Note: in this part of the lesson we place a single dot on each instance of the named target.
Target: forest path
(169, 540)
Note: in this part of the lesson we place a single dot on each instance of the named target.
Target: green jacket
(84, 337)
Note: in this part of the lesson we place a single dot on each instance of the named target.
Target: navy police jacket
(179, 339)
* * * * * * *
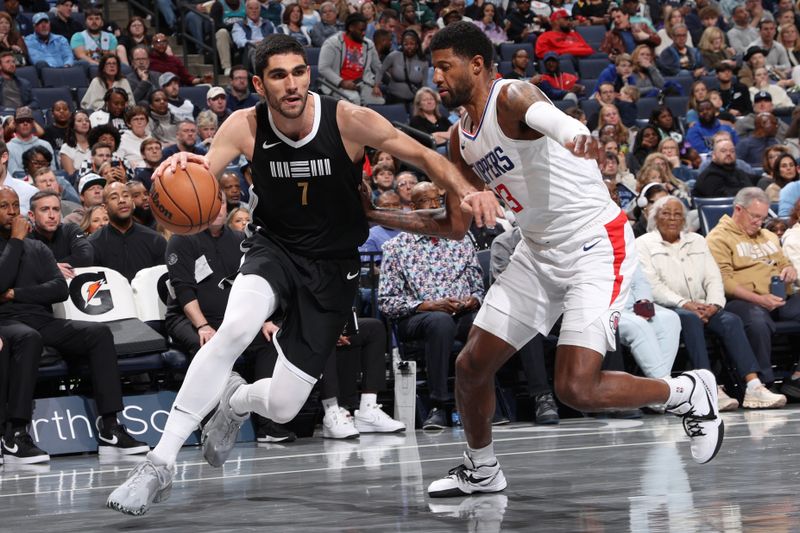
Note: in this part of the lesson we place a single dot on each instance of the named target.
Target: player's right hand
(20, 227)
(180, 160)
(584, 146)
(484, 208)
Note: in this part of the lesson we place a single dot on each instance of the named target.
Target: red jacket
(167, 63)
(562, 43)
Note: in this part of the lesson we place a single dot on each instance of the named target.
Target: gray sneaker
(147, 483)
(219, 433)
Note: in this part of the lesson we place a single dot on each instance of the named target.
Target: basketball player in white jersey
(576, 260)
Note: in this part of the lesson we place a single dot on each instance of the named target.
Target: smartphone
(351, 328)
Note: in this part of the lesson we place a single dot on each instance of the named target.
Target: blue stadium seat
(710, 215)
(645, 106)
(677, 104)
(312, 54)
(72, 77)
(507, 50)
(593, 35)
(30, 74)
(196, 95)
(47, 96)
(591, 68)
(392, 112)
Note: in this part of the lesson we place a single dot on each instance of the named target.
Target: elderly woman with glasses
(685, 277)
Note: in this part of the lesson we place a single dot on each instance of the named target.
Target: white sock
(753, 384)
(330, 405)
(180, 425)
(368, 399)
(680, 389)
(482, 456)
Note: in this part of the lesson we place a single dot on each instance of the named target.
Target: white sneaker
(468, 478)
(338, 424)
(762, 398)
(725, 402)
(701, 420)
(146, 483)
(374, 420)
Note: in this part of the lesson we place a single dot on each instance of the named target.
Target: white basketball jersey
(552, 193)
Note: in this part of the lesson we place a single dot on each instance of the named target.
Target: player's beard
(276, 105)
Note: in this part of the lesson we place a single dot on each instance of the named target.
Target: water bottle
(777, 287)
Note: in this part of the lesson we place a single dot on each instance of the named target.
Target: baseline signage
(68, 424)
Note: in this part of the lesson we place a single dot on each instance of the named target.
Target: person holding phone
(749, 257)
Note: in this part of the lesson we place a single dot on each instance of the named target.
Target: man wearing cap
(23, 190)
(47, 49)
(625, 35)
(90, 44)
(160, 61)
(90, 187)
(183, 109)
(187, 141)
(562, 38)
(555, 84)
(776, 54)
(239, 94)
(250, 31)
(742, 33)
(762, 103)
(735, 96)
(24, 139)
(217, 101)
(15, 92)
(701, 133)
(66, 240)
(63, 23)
* * * * * * *
- [Work instructions]
Which lines in the data above contain the string "jersey", matching case exactly? Pull out each of those lines in full.

- [Exercise result]
Target: basketball player in white jersey
Target: white basketball jersey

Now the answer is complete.